■ DATA RECORDS
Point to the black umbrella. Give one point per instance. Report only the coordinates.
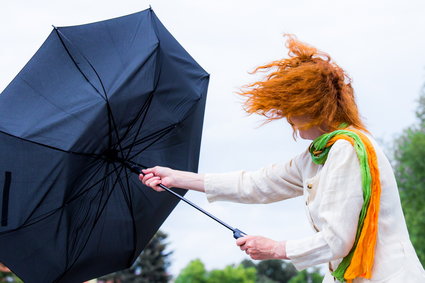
(96, 102)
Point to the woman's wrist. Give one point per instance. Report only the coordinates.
(188, 180)
(280, 250)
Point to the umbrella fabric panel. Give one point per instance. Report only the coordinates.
(116, 92)
(49, 83)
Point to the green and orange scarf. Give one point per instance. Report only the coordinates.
(359, 261)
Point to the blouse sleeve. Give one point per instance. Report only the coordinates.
(341, 199)
(273, 183)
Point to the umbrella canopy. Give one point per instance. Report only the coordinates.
(94, 98)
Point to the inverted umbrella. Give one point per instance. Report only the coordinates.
(94, 103)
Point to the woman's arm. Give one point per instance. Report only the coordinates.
(152, 177)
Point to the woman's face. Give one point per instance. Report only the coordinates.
(299, 122)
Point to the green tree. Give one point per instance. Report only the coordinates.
(150, 266)
(194, 272)
(409, 165)
(272, 271)
(307, 277)
(232, 274)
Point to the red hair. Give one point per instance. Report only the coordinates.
(308, 83)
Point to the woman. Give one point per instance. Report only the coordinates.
(349, 187)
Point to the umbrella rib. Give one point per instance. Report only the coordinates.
(92, 155)
(47, 214)
(149, 145)
(40, 202)
(151, 136)
(94, 224)
(145, 111)
(60, 36)
(111, 120)
(50, 102)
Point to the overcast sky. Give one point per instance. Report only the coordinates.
(379, 43)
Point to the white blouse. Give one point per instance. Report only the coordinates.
(333, 198)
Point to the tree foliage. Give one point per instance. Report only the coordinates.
(150, 266)
(272, 271)
(409, 161)
(307, 277)
(195, 272)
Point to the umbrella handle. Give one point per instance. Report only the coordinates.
(238, 234)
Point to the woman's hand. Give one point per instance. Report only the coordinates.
(171, 178)
(152, 177)
(258, 247)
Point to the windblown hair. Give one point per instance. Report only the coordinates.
(308, 83)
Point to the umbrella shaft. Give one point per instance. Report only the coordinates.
(138, 170)
(197, 207)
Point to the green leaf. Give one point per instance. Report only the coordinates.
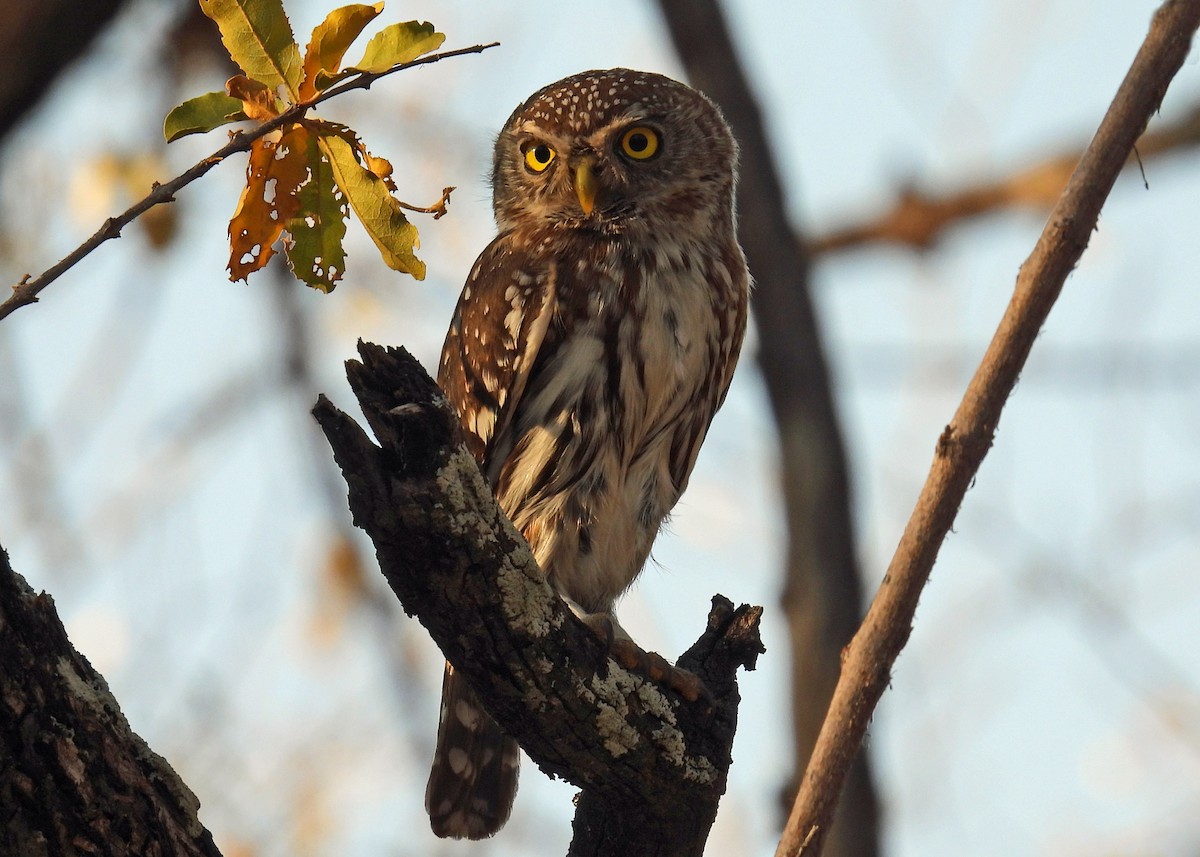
(199, 114)
(258, 37)
(331, 39)
(376, 208)
(399, 43)
(315, 247)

■ TASK REQUIREMENTS
All entries should be reproduced exactly; no picture belongs in the result.

■ ANSWER TO THE PROBLEM
Point to the black umbrella. Give one point per instance. Report only the coordinates.
(96, 102)
Point to the woman's wrist. Give one point per instance. Report only the coordinates.
(188, 180)
(280, 250)
Point to the umbrella fabric panel. Give one point per instance. Report only the coordinates.
(116, 92)
(49, 83)
Point to the green and orange scarf. Give one point per instance. Report only the coordinates.
(359, 261)
Point to the blouse sleeve. Give one point per instance. Report only the coordinates.
(341, 199)
(273, 183)
Point to the umbrella canopy. Give one point per instance. Report only the coordinates.
(94, 98)
Point to the inverted umbrella. Give one point per instance. Report only the coordinates.
(94, 103)
Point to the woman's arm. Give one point per instance. Report only the coordinates.
(152, 177)
Point to the woman's face. Give one point per instance. Report only the coordinates.
(299, 122)
Point to the green tree. Give one point per instance. Report only the coordinates.
(150, 266)
(194, 272)
(409, 165)
(272, 271)
(307, 277)
(232, 274)
Point to the red hair. Give one point per instance. Report only the coordinates.
(308, 83)
Point to the woman. Give one point per instance. Report only the coordinates.
(349, 187)
Point to the umbrella rib. Give one point per instance. Report only the coordinates.
(92, 155)
(47, 214)
(149, 145)
(40, 202)
(151, 136)
(94, 224)
(145, 111)
(60, 36)
(111, 120)
(50, 102)
Point to the overcast sky. Give one point per instance. Report only the coordinates.
(379, 43)
Point to the white blouse. Give one point per instance. Report only the coordinates.
(333, 198)
Point to the tree foliage. Give one point per instance. Report only the coordinates.
(150, 266)
(272, 271)
(409, 161)
(307, 277)
(195, 272)
Point to the umbrella handle. Give one point per instance. Report only the coordinates.
(238, 234)
Point to the woman's hand. Give one point per instance. Report only the coordinates.
(171, 178)
(152, 177)
(258, 247)
Point to the windblown hair. Give one point per instance. Report only the coordinates.
(308, 83)
Point to the umbrella shaft. Give one point per instance. Report only the coordinates.
(138, 170)
(197, 207)
Point to the green leaf. Give one point per instance. Report only the coordinates.
(199, 114)
(258, 37)
(331, 39)
(376, 208)
(399, 43)
(315, 247)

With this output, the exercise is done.